The Deceased was born in the 19XX-XX income year.
The Deceased die intestate in the 20XX-XX income year.
The Deceased's superannuation death benefits were paid to the Deceased estate.
The Deceased's superannuation death benefits will be distributed according to the terms of the settlement deed.
You provided the information in the facts listed below in a statutory declaration dated in the 20XX-XX income year.
The Deceased and the Beneficiary met in 20XX and began dating.
The Beneficiary at the time lived in a residence with their child.
In 20XX, the Deceased moved in with the Beneficiary and their child.
In 20XX, the Beneficiary bought a new property and the Deceased continued to stay with the Beneficiary and their child at the Deceased's place of living.
In 20XX, the Deceased bought a new house as they did not get along well with the Beneficiary's child.
The Deceased continued living with the Beneficiary until the Deceased moved out to in late 20XX as their relationship with the Beneficiary's child worsened.
The Beneficiary would stay at their residence during the day to take care of their child and stay with the Deceased during the night. The beneficiary made dinner for both their child and the Deceased.
As the Beneficiary's child got older, the Beneficiary spent more time with the Deceased at the Deceased's residence.
Statutory declarations have been provided from neighbours of the Beneficiary and Deceased which support the cohabitation between the two.
The Beneficiary bought furniture and other household items for the Deceased's residence. The Beneficiary also moved personal items to the Deceased's residence.
From 20XX to the time of the Deceased's death, they shared domestic duties between them.
The Deceased and Beneficiary did not have a joint bank account but allowed each other access to their personal bank accounts. They paid for household expenses depending on who had the money at the time.
The Deceased and the Beneficiary's child had a good relationship sporadically.
Their relationship was supported and accepted by their close friends and family except the Deceased's parents due to age related reasons.
They spent their time together socialising with friends and were invited to social events as a couple.
They also went on weekend getaways and sometimes stayed with their family.
Relevant legislative provisions:
Income Tax Assessment Act 1997 Section 302-60
Income Tax Assessment Act 1997 Section 302-145
Income Tax Assessment Act 1997 Section 302-195
Income Tax Assessment Act 1997 Section 302-200
Income Tax Assessment (1997 Act) Regulations 2021 Section 302-200.01
Income Tax Assessment (1997 Act) Regulations 2021 Section 302-200.02
Reasons for decision
Question 1
Summary
An interdependency relationship as defined under section 302-200 of the ITAA 1997 existed between the Beneficiary and the Deceased, as all of the requirements set out in the legislation have been satisfied in this case.
Therefore, the Beneficiary is a death benefits dependant of the Deceased as defined in section 302-195 of the ITAA 1997.

-- -- --

Short exercise A ▸
Pull out every line of the records below that contains the string "steel". Match case exactly.

Extracted data ▸
-- -- --

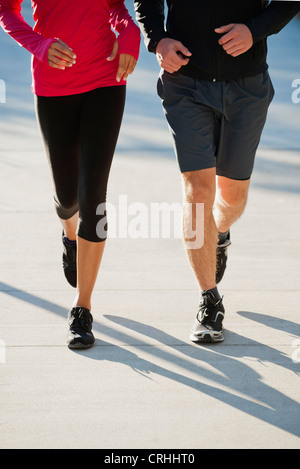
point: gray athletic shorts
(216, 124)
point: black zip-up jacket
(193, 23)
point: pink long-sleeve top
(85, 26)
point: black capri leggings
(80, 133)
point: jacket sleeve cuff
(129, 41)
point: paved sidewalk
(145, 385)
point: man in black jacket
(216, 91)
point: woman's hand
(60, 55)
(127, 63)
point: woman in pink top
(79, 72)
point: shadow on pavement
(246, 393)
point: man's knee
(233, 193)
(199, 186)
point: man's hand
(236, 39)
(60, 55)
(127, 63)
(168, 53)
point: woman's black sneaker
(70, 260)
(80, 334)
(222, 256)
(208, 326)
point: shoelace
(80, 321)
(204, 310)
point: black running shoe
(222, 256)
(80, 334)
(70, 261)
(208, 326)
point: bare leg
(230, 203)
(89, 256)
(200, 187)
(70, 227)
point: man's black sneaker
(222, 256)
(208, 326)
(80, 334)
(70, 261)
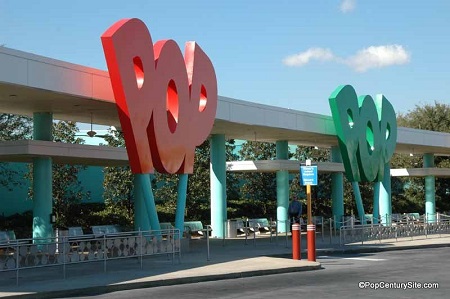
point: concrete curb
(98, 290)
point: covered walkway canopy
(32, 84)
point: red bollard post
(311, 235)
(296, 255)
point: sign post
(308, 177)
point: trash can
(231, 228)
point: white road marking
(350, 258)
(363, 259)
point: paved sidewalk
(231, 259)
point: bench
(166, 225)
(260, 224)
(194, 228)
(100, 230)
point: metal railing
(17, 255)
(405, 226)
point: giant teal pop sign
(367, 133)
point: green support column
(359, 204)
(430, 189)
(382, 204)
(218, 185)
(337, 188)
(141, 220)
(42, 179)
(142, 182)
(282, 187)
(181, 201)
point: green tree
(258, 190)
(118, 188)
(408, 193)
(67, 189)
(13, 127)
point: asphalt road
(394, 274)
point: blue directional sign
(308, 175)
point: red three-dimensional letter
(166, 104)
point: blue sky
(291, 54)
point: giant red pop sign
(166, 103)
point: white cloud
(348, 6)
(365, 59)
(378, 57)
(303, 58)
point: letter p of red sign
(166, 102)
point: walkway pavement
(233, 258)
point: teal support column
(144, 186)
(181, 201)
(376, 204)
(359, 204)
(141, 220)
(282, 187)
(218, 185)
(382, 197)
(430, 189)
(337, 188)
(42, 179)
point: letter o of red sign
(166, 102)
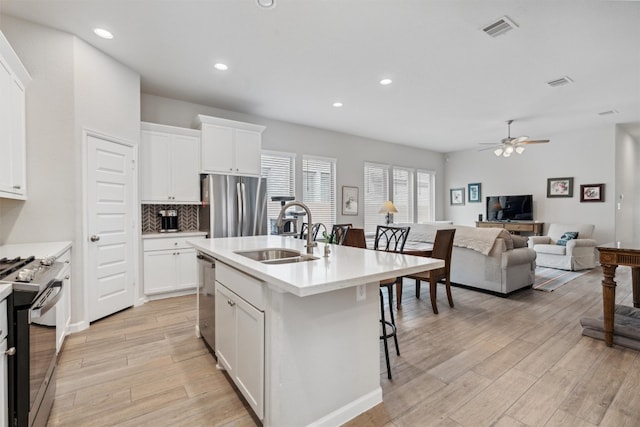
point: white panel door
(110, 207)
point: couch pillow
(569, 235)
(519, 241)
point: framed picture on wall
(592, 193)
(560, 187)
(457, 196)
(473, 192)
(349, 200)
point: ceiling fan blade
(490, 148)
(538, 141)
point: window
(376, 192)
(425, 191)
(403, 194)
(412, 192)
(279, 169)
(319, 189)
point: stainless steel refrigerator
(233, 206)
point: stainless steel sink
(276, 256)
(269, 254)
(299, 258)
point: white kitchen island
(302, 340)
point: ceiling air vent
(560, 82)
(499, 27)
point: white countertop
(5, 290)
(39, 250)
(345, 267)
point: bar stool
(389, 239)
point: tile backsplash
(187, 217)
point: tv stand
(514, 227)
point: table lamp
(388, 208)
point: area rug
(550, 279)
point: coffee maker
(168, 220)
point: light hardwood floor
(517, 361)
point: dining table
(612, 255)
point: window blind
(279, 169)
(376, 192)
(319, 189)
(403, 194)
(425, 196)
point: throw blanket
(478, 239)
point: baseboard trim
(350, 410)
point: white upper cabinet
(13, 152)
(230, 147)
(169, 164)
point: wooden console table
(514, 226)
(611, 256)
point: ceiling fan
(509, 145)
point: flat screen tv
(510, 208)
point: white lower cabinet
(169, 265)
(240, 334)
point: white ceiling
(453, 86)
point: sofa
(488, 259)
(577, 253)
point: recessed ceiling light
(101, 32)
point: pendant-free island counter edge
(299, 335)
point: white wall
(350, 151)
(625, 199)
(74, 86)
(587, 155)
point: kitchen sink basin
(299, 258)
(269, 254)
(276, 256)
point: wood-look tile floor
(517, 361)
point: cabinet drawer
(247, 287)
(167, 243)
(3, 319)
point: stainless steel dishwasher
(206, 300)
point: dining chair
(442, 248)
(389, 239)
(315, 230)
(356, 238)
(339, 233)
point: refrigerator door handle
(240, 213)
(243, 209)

-- -- --

Short exercise B ▸
According to the tax ruling, why did the Deceased buy a new house?

Full answer A ▸
point: stainless steel refrigerator
point: stainless steel sink
point: stainless steel dishwasher

Full answer B ▸
The Deceased did not get along well with the Beneficiary's child.